8 février 2006

 

Le service des incendies de Port-au-Prince, Haïti

 

 

Texte et photos: Jean-François Bégin (coll. spéc.)

 

Le métier de pompier comporte des risques que chacun d`entre vous savez calculer durant vos nombreuses interventions sur le terrain. Un équipement de protection adéquat, des véhicules d`intervention respectant des normes, des troupes en nombre suffisant et un réseau d'aqueduc pour alimenter la plupart des camions sur les lieux d`un sinistre.
Mais qu’en est-il quand vous êtes pompier en Haïti et que votre pays est en crise?

Je suis policier de la ville de Québec présentement en mission de paix pour les Nations Unis. A mon arrive ici au mois de juillet 2005, j’ai été affecté au service des incendies de Port-au-Prince étant donné que j ai été policier-pompier durant huit années. Cette affectation m’a beaucoup surpris au départ mais après une visite de la caserne, c’est avec cœur que j’ai accepté de relever le défi.

___

Objectif visé: Rédigez, s'il vous plaît, la suite du texte sur le service des incendies de Port-au-Prince, en reprenant après sa dernière phrase. Les lignes ci-dessous n'ont aucun rôle ici.

Données fournies:
___

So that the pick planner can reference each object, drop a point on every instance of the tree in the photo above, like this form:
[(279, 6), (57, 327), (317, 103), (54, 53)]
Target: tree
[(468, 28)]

___

Réponse fournie:
Voici mon récit d’aventure à la caserne de Port-au-Prince, rue Légitime

Tout d’abord, la caserne de Port-au-Prince se compose de 43 policiers-pompiers et de 13 employés civils pour desservir une population d’environ 4 millions d’habitants. A l’origine, le bâtiment était réservé aux pompiers, mais des suites du régime de Aristide, la caserne est maintenant occupée en majeure partie par le commissariat de police. Les pompiers en sont réduits à être entassés dans des locaux en piteux état. Le dortoir des sapeurs se résume à une petite salle ou quelques lits sont placés de façon à éviter les fuites d’eau du toit. Un dépôt d’équipement se trouve à ses cotés au premier étage.

Toute la magie se passe au rez-de-chaussée. Je dois dire que le premier regard frappe l’imaginaire. Des camions de pompier accidentés en voulez-vous en voila! Pas un seul camion ne brille sous le soleil des Caraïbes. Faute d’en posséder des plus récents, on les use à la corde et on répare avec les moyens du bord . Des camions pas de frein, d’autres avec des pneus lisses comme en formule 1, un camion-pompe-échelle stationné au même endroit depuis 4 ans. Une citerne en panne due à un filtre à l’huile, des véhicules de police criblés de balles etc.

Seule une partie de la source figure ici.